Required work: Swap every "positive clicks" in the records below for "include points", keeping everything else the same, and write out the result without the pictures.

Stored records
┏━━

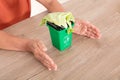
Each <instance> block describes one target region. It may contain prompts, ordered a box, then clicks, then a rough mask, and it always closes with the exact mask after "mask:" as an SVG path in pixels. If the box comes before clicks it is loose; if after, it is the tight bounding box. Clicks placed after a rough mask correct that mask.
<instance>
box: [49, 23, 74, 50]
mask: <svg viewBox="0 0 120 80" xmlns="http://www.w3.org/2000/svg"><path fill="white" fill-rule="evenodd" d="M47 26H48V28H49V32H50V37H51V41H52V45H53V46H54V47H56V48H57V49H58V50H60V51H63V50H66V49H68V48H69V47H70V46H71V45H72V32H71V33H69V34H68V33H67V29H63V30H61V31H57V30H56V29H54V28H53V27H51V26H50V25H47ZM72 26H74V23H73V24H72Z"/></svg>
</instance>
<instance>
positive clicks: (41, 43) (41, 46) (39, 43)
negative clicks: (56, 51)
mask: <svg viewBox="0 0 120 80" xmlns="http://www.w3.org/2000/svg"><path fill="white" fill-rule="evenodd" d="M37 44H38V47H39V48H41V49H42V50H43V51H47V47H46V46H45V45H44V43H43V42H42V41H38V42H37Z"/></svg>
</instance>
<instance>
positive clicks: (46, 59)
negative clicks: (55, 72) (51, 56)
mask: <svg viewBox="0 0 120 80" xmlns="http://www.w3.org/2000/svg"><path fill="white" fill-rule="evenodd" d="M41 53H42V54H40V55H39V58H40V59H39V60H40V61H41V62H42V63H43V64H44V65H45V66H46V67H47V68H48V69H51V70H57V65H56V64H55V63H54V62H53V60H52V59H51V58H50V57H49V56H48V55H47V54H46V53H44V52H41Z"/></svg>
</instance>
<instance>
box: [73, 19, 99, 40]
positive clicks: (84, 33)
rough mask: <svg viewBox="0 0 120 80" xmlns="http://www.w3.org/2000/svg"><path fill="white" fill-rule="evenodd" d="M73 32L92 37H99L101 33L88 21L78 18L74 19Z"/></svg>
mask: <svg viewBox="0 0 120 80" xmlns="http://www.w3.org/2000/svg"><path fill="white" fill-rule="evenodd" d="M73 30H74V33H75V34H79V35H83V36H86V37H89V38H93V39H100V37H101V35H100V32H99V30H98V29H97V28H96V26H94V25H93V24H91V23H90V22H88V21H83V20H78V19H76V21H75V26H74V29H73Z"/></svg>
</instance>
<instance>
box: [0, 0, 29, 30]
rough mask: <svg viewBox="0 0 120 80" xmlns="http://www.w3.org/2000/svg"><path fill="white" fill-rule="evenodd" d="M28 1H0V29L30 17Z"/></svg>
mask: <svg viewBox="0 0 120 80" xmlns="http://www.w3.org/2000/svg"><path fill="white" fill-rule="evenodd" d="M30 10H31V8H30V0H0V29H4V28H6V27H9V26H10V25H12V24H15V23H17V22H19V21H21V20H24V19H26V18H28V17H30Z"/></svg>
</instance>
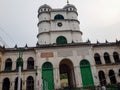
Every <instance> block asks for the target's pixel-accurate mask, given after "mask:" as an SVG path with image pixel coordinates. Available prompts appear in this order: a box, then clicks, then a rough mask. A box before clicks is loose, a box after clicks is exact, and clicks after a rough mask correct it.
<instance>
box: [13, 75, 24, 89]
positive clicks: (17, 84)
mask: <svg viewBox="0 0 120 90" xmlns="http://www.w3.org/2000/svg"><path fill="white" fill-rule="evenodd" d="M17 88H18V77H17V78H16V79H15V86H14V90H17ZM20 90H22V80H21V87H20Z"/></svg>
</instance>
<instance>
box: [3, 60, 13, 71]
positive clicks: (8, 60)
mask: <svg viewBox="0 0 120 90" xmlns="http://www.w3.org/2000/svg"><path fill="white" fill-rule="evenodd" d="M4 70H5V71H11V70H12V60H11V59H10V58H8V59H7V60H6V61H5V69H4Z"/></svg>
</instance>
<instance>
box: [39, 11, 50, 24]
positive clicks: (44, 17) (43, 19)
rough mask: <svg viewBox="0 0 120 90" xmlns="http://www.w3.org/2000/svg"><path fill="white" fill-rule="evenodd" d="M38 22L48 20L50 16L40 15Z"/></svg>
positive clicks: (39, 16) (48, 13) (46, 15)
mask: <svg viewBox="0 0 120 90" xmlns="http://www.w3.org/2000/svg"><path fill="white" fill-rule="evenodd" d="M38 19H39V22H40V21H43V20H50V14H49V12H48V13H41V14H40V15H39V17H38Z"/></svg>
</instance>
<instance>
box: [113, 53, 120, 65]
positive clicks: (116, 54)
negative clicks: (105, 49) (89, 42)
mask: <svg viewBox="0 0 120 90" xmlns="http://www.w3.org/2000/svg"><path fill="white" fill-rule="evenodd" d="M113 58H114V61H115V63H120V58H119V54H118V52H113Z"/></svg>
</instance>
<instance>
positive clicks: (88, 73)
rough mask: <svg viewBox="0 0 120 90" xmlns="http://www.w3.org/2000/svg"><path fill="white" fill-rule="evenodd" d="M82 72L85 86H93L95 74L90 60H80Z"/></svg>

┗━━

Task answer:
Each <instance> block describes one target region. It may contain prompts, ordered a box, then clicks, then a rough mask, and it always closes with the exact mask after "mask:" as an SVG path in pixels. If the box comes before clicks it is loose; if after, it is the tight bounding box. Clicks placed after a rough mask correct that mask.
<instance>
box: [49, 23, 74, 50]
mask: <svg viewBox="0 0 120 80" xmlns="http://www.w3.org/2000/svg"><path fill="white" fill-rule="evenodd" d="M47 26H48V28H49V32H50V37H51V41H52V45H53V46H54V47H56V48H57V49H58V50H60V51H63V50H66V49H68V48H69V47H70V46H71V45H72V32H71V33H69V34H68V33H67V29H63V30H61V31H57V30H56V29H54V28H53V27H51V26H50V25H47ZM72 26H74V23H73V24H72Z"/></svg>
</instance>
<instance>
include points: (41, 43) (41, 46) (39, 43)
negative clicks: (56, 51)
mask: <svg viewBox="0 0 120 80" xmlns="http://www.w3.org/2000/svg"><path fill="white" fill-rule="evenodd" d="M37 44H38V47H39V48H41V49H42V50H43V51H47V47H46V46H45V45H44V43H43V42H42V41H38V42H37Z"/></svg>
</instance>
<instance>
include points: (46, 59)
negative clicks: (55, 72) (51, 56)
mask: <svg viewBox="0 0 120 80" xmlns="http://www.w3.org/2000/svg"><path fill="white" fill-rule="evenodd" d="M41 53H42V54H40V55H39V58H40V59H39V60H40V61H41V62H42V63H43V64H44V65H45V66H46V67H47V68H48V69H51V70H57V65H56V64H55V63H54V62H53V60H52V59H51V58H50V57H49V56H48V55H47V54H46V53H44V52H41Z"/></svg>
</instance>
<instance>
box: [73, 19, 99, 40]
include points: (84, 33)
rough mask: <svg viewBox="0 0 120 80" xmlns="http://www.w3.org/2000/svg"><path fill="white" fill-rule="evenodd" d="M73 32L92 37H99L101 33L88 21L78 18L74 19Z"/></svg>
mask: <svg viewBox="0 0 120 80" xmlns="http://www.w3.org/2000/svg"><path fill="white" fill-rule="evenodd" d="M73 30H74V33H75V34H79V35H83V36H86V37H89V38H93V39H100V37H101V35H100V32H99V30H98V29H97V28H96V26H94V25H93V24H91V23H90V22H88V21H83V20H78V19H76V21H75V26H74V29H73Z"/></svg>
</instance>
<instance>
box: [0, 0, 29, 30]
rough mask: <svg viewBox="0 0 120 80" xmlns="http://www.w3.org/2000/svg"><path fill="white" fill-rule="evenodd" d="M28 1H0V29L30 17Z"/></svg>
mask: <svg viewBox="0 0 120 80" xmlns="http://www.w3.org/2000/svg"><path fill="white" fill-rule="evenodd" d="M30 10H31V8H30V0H0V29H4V28H6V27H9V26H10V25H12V24H15V23H17V22H19V21H21V20H24V19H26V18H28V17H30Z"/></svg>
</instance>
Every <instance> block asks for the target's pixel-accurate mask, given after "mask:" as an SVG path with image pixel coordinates. Available prompts appear in this order: a box, then clicks, then a rough mask. A box before clicks is loose, a box after clicks is exact, and clicks after a rough mask correct it.
<instance>
box: [13, 75, 24, 89]
include points: (17, 84)
mask: <svg viewBox="0 0 120 90" xmlns="http://www.w3.org/2000/svg"><path fill="white" fill-rule="evenodd" d="M17 88H18V77H17V78H16V79H15V86H14V90H17ZM20 90H22V80H21V87H20Z"/></svg>
</instance>
<instance>
box: [3, 60, 13, 71]
include points: (8, 60)
mask: <svg viewBox="0 0 120 90" xmlns="http://www.w3.org/2000/svg"><path fill="white" fill-rule="evenodd" d="M4 70H5V71H11V70H12V60H11V59H10V58H8V59H7V60H6V61H5V69H4Z"/></svg>
</instance>
<instance>
box: [39, 11, 50, 24]
include points: (44, 17) (43, 19)
rough mask: <svg viewBox="0 0 120 90" xmlns="http://www.w3.org/2000/svg"><path fill="white" fill-rule="evenodd" d="M38 22L48 20L50 16L40 15Z"/></svg>
include points: (39, 16) (48, 13) (46, 15)
mask: <svg viewBox="0 0 120 90" xmlns="http://www.w3.org/2000/svg"><path fill="white" fill-rule="evenodd" d="M38 19H39V22H40V21H43V20H50V14H49V12H48V13H41V14H40V15H39V17H38Z"/></svg>
</instance>
<instance>
box: [113, 53, 120, 65]
include points: (116, 54)
negative clicks: (105, 49) (89, 42)
mask: <svg viewBox="0 0 120 90" xmlns="http://www.w3.org/2000/svg"><path fill="white" fill-rule="evenodd" d="M113 58H114V61H115V63H120V58H119V54H118V52H113Z"/></svg>
</instance>
<instance>
include points: (88, 73)
rough mask: <svg viewBox="0 0 120 90" xmlns="http://www.w3.org/2000/svg"><path fill="white" fill-rule="evenodd" d="M82 72L85 86H93L95 74L90 60H80Z"/></svg>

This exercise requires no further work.